Natural-language object grounding data:
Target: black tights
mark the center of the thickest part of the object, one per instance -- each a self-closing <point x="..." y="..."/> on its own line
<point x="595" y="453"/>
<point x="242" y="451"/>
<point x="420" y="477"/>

__Aim of the exercise__: Write the entries out a second time. Match them exactly.

__Output of the task__:
Target: black tights
mark the center of the thickest part of the object, one per instance -- each a self-closing <point x="..." y="..."/> on its own line
<point x="595" y="453"/>
<point x="242" y="451"/>
<point x="420" y="477"/>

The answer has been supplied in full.